**WORK TO BE COMPLETED**
An exact reproduction of all the data is needed, with no images in it.

**EXTRACTED RECORDS**
§

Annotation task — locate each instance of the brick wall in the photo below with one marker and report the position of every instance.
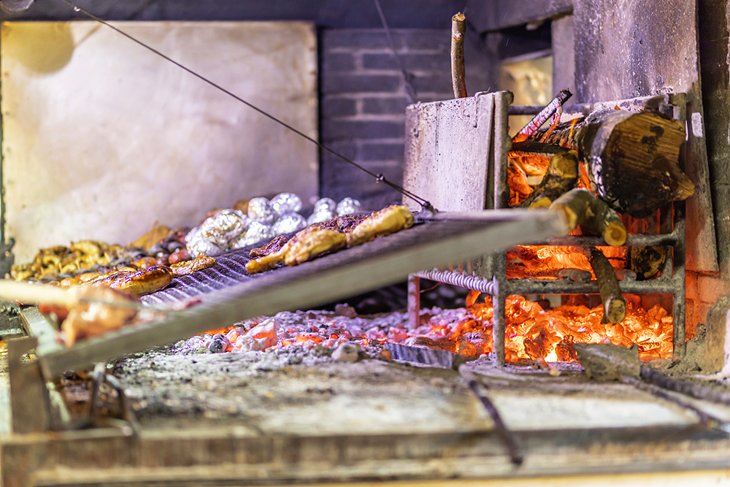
(363, 100)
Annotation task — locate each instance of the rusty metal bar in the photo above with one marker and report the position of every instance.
(669, 238)
(414, 300)
(679, 281)
(533, 286)
(475, 283)
(29, 401)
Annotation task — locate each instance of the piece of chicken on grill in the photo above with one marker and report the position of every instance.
(95, 313)
(384, 222)
(305, 245)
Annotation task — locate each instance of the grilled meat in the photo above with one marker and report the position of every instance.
(384, 222)
(87, 319)
(329, 236)
(142, 282)
(273, 246)
(188, 267)
(310, 243)
(305, 245)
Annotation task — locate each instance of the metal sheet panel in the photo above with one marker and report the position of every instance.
(101, 138)
(450, 151)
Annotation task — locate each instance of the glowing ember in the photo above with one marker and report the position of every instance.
(532, 333)
(547, 262)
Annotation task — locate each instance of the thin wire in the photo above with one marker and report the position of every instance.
(410, 90)
(379, 177)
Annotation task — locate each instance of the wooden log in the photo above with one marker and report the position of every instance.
(632, 158)
(647, 261)
(581, 208)
(614, 305)
(561, 177)
(458, 70)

§

**WRITTEN REPLY**
Annotation task — locate each instance of the brick wall in the photo below with one marker and report the position of every instance.
(363, 100)
Annotation task — locate each instance of the rusty metal bar in the photo above with one marker and report the position of every instance.
(669, 238)
(414, 300)
(679, 281)
(533, 286)
(475, 283)
(29, 401)
Annotation task — locate each instance of the piece of chicken on grill in the photo above with one marker and report the position of every instance.
(95, 313)
(384, 222)
(305, 245)
Annotation task — locate each instance of the grilled meat in the photo above with one marker and report the position of every instance.
(384, 222)
(87, 319)
(329, 236)
(142, 282)
(273, 246)
(188, 267)
(310, 243)
(305, 245)
Annotation task — locate each instance of the metal sheet panel in the photo above with one marker and report the position of every instance.
(101, 138)
(450, 151)
Annotation task — locate each instance of the glowing ember in the photo above with one marker and report the position of every instance.
(532, 333)
(547, 262)
Annotation task — locate each instance of the thin wire in the photo above with one marker and report the position of every instance.
(410, 90)
(379, 177)
Annotation task — locate each instance of the wooden log in the photo above with one marker and report the position of every instance.
(632, 158)
(647, 261)
(581, 208)
(614, 305)
(561, 177)
(458, 70)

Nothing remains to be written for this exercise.